» Problem: Write only the number of lines in the data that contain the word "each".

** Opening Excerpted records block **

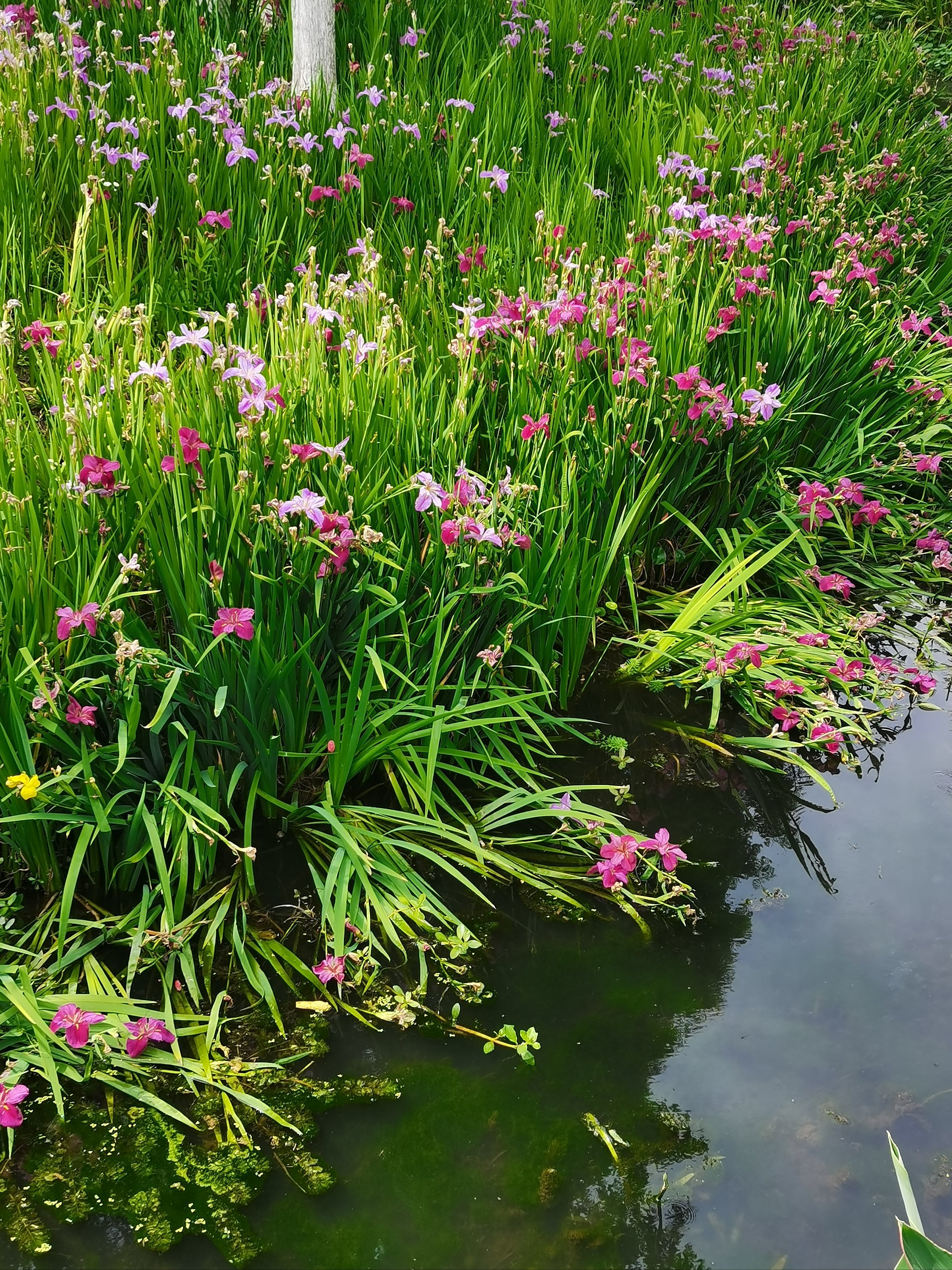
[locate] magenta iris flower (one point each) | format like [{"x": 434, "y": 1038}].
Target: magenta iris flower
[
  {"x": 927, "y": 463},
  {"x": 78, "y": 714},
  {"x": 234, "y": 621},
  {"x": 847, "y": 671},
  {"x": 786, "y": 717},
  {"x": 668, "y": 851},
  {"x": 75, "y": 1023},
  {"x": 192, "y": 446},
  {"x": 828, "y": 736},
  {"x": 919, "y": 680},
  {"x": 145, "y": 1031},
  {"x": 332, "y": 968},
  {"x": 11, "y": 1114},
  {"x": 99, "y": 473},
  {"x": 534, "y": 426},
  {"x": 72, "y": 619}
]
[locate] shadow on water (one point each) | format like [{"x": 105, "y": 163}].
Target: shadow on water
[{"x": 756, "y": 1060}]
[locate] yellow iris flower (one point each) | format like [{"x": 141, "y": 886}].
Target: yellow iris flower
[{"x": 28, "y": 786}]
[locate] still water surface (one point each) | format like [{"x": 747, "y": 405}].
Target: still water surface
[{"x": 758, "y": 1061}]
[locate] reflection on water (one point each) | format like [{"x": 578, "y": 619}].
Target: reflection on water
[{"x": 757, "y": 1061}]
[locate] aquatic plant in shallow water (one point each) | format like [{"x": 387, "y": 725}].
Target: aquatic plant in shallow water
[{"x": 496, "y": 485}]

** Closing Excerpted records block **

» Problem solution: 6